-- Data for the task follows --

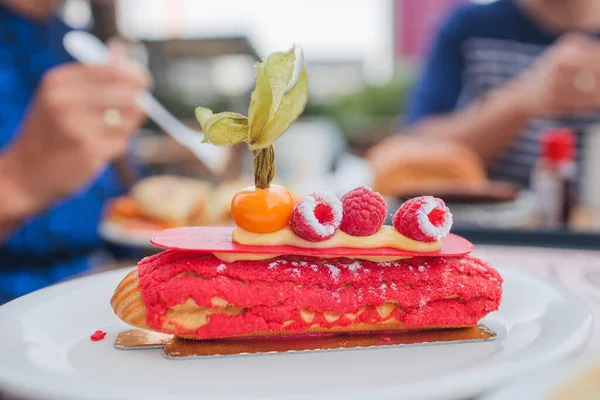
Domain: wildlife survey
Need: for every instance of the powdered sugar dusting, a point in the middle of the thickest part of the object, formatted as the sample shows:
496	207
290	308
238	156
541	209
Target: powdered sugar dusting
436	232
307	210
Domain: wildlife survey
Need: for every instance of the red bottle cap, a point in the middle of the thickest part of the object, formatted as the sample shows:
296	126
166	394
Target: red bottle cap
558	145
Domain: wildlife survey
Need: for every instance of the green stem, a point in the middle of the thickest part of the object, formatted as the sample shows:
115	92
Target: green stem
264	167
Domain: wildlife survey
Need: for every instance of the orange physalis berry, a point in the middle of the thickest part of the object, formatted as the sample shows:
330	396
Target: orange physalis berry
262	210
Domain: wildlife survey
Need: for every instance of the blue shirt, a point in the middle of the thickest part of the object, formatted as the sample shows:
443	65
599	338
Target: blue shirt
59	242
478	48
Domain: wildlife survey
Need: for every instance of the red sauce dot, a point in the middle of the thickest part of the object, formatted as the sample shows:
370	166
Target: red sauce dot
98	335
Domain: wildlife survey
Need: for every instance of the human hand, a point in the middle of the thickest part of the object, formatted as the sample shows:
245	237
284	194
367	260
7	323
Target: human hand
565	80
79	121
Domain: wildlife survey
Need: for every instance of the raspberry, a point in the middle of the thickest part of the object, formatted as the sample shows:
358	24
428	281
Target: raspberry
364	212
317	217
425	219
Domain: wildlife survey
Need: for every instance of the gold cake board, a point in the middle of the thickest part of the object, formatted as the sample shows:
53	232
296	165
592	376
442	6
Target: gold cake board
177	348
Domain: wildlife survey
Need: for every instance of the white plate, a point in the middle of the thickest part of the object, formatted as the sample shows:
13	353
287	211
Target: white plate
545	382
118	234
46	352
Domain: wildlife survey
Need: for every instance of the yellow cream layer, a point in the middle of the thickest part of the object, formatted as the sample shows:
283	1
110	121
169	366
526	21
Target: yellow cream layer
386	237
233	257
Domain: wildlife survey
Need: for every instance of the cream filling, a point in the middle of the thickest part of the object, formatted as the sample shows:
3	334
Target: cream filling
387	236
233	257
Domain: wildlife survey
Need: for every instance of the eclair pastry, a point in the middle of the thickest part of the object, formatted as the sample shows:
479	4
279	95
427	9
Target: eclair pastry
198	296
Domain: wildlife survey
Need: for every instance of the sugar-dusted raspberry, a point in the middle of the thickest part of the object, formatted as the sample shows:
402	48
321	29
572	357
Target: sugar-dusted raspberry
364	212
424	218
317	217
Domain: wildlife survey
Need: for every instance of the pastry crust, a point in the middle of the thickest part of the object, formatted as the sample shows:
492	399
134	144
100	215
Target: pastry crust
409	164
218	316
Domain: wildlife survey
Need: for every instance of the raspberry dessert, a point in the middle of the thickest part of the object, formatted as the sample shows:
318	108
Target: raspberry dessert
320	266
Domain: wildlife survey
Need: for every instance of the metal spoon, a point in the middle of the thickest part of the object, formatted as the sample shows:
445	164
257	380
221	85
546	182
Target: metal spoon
87	49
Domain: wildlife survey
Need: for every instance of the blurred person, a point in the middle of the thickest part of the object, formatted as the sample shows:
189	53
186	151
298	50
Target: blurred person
499	74
62	125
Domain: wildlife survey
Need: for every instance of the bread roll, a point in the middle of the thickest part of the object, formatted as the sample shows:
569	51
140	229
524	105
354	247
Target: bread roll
411	164
175	200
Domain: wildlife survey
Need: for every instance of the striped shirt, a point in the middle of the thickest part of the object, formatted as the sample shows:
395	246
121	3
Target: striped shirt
479	48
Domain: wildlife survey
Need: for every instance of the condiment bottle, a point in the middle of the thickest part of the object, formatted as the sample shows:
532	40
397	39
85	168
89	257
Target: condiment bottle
554	177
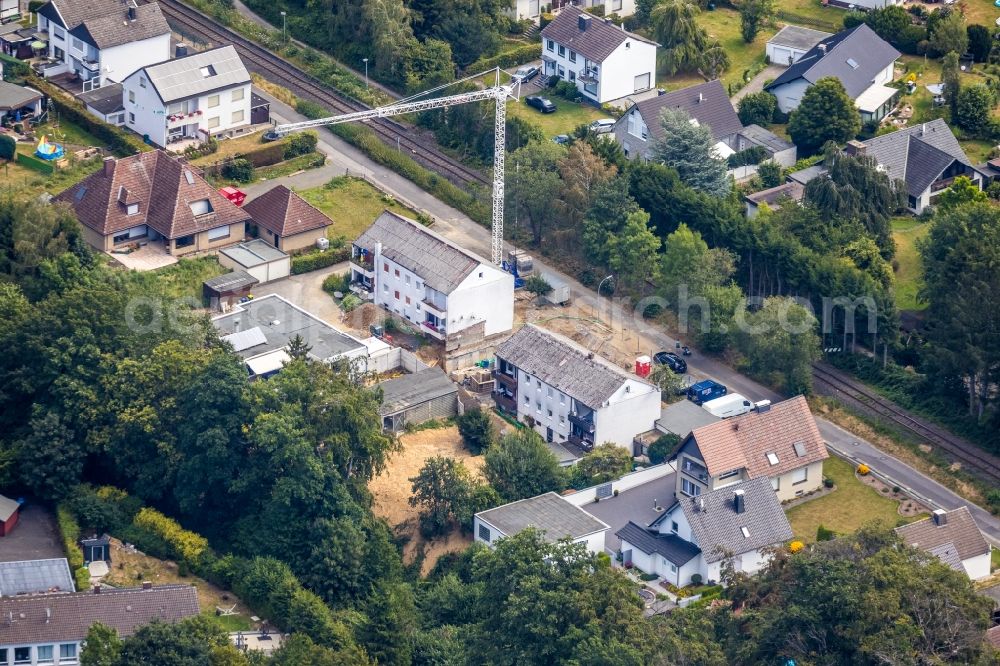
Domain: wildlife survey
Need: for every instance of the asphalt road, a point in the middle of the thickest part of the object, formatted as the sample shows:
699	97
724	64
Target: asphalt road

-- Data for the task concluded --

Task
Output the listing above in full and exactly, with pictures excluded.

Answer space
Domain: wildlife survey
Need: for every instance of the powdered sugar dusting, a point in the middle of the thickest part of the object, formatted as the sample shows:
496	207
290	308
238	156
541	209
Target: powdered sugar dusting
436	232
307	210
Domain: wildlife survey
Need: for every instance of the red bottle cap, a point in the middle of the thickest part of the object, formatted as the sample shows:
296	126
166	394
Target: red bottle cap
558	145
Domain: wildlife survey
Need: for every instance of the green stem, a point in the middle of the thickest part of the object, formatted as the sample shows:
115	92
Target: green stem
264	167
Domain: wildlife survey
Need: for every instance of the orange physalis berry, a point in the middle of the thickest part of the object, formatted as the sample shows:
330	396
Target: orange physalis berry
262	210
Domain: wildlife survey
Need: for every instance of the blue shirt, a point in the middle of the thickest part of the object, formatted as the sample shows:
443	65
599	338
Target: blue shirt
59	242
478	48
Domain: wildlife survey
Need: for every instance of the red sauce dot, a point in the middle of the thickest part of the object, formatted as the sample shows:
370	166
Target: red sauce dot
98	335
Domain: wildlife survey
Need: for every instance of the human hand, a point in the middle of the thickest part of the object, formatted as the sample shows:
245	237
284	194
367	260
7	323
Target: human hand
565	80
79	121
Domain: wildlife survey
Need: for every instance of the raspberry, a point in the middle of the thickest part of the object, formatted as the sample shows:
358	24
428	281
Target: raspberry
364	212
317	217
425	219
Domain: wildlife survey
Need: for every instance of the gold cake board, a point in the middle of the thickest part of the object, formatted as the sample shows:
53	232
296	165
592	376
442	6
Target: gold cake board
177	348
Domain: wildlife survey
Need: for every instance of the white plate, a point in the middle of the thickest part of the object, formatted as the sample shows:
13	353
287	211
Target: white plate
545	382
118	234
46	352
Domain: wildlife survey
Need: for every instance of the yellow cream layer, a point in the middle of the thickest part of the object, formatted as the sample shows:
283	1
110	121
169	366
526	21
Target: yellow cream layer
386	237
233	257
Domain: wildlife survey
Need: for every instance of the cream filling, a point in the middle of the thickest part of the object, formatted as the sample shows:
3	334
Target: cream filling
387	236
233	257
Domain: wildlife survey
Need: for every instance of the eclair pastry, a point in the middle of the thickest part of the object, formatted as the sample shows:
479	4
279	95
427	9
Target: eclair pastry
198	296
Domain: wildlife survey
Need: for every instance of the sugar-dusted raspberry, a point in the middle of the thickest part of the object, formatted as the sample shows:
402	48
321	29
572	357
Target: sugar-dusted raspberry
364	212
424	218
317	217
Domain: wildlife survey
Need: for every instance of the pastry crust, a point in the middle of the thickest part of the object, formatted as the sample shows:
492	399
134	144
100	215
Target: pastry crust
409	164
218	316
Domain: wildlife survey
Need: for every instance of the raspberry dessert, a point in the middle of the thickest part of the object, formatted as the sample shows:
318	108
Target: raspberry dessert
320	266
Domain: wildlife survey
Need: for every instance of the metal spoon, a point in the middle of the thickest part of the object, formatted as the sample shows:
445	164
257	380
221	85
546	182
Target: metal spoon
87	49
Domain: wildlife survey
Need: for every instance of the blurred person, a point in the middle of the thickest part of the object, formatted as the sample shows:
189	53
186	151
298	50
Target: blurred person
499	74
62	125
Domain: wildlife survey
Need: for every instance of the bread roll, a point in the middle of the thickest part of the object, formatted as the sample shows:
569	51
140	229
524	105
354	247
Target: bread roll
411	164
175	200
Domain: wildlife survey
Need: for every instance of the striped shirt, a point in the middle of the thickest part of the object, formatted as the sample shows:
395	246
121	3
Target: striped shirt
479	48
Domain: wildlife survey
Need: for every instance of the condiment bottle, a point in the middle of the thickest part of the object, formatted as the sample shows:
532	40
397	39
85	168
89	257
Target: condiment bottle
554	177
Domain: wildlife survey
Need: for every instance of the asphalt road, a point in the middle of the thickest part of the object, formatted as the sample shows:
699	97
724	64
Target: asphalt road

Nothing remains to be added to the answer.